■ Your assignment: Please write out every line of the listing without alteration, but omit the images.

■ Source records:
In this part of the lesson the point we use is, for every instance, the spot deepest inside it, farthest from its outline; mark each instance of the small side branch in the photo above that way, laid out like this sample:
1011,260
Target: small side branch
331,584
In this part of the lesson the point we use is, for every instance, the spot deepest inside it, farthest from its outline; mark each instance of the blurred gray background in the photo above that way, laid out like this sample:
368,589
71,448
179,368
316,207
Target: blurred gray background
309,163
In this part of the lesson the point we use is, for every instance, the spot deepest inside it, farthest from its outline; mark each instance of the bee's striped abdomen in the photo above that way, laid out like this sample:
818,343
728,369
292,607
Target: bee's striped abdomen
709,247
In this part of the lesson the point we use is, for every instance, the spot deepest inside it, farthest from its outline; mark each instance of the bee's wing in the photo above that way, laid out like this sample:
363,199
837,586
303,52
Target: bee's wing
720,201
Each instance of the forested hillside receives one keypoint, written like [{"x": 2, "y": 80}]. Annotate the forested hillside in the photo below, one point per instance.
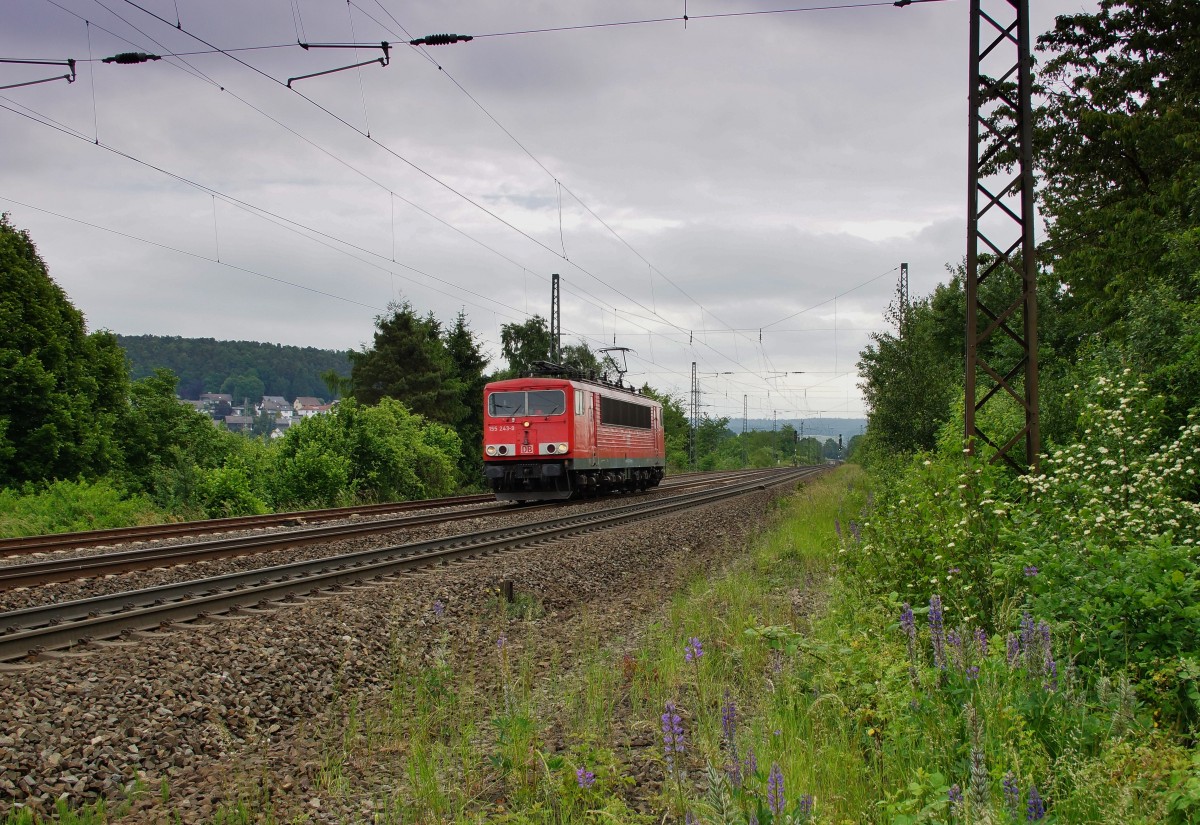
[{"x": 243, "y": 368}]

■ Exercise output:
In this part of the lesson the point we use is, for every instance, the spot deepest inside it, farthest from its outline; mark each instance of the small side branch in the photo above that way, laid out like this sample:
1011,260
Target: small side branch
331,584
In this part of the lesson the point we use is, for every instance, the spot deepest inside it, farthest from its outline; mark each instance of the blurred gray background in the photo above that way, laid out like this sample:
368,589
71,448
179,368
316,207
Target: blurred gray background
309,163
In this part of the lesson the point we use is, for every instance, the spot deepest inside it, farthest from its outline; mark each instance of the bee's striped abdomen in the photo above that way, laid out like this sample:
818,343
728,369
292,607
Target: bee's striped abdomen
709,247
In this part of the lesson the point we use is, for every instance, the spot deepest inside it, farthest from its outline; mark each instance of the bee's wing in the photo above that way, laid out like this sample:
363,199
837,586
303,52
Target: bee's wing
720,201
Each instance of the forested hillside receives one keypoint, written like [{"x": 2, "y": 80}]. Annotate the forested hillside in the photo below, one point per instance.
[{"x": 243, "y": 368}]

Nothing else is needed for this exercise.